- _Exercise material_
<<<<

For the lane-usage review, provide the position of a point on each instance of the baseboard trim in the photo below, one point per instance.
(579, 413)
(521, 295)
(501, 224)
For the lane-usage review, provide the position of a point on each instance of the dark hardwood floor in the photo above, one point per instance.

>>>>

- _What is needed_
Every entry above has to be returned exactly as written.

- _Solution for this task_
For the lane-usage review, provide the position of a point on each instance of the baseboard trim in the photo below, one point per instance.
(579, 413)
(521, 295)
(501, 224)
For the lane-usage review, provide the position of a point on each instance of the dark hardwood floor in the photo above, one point per instance.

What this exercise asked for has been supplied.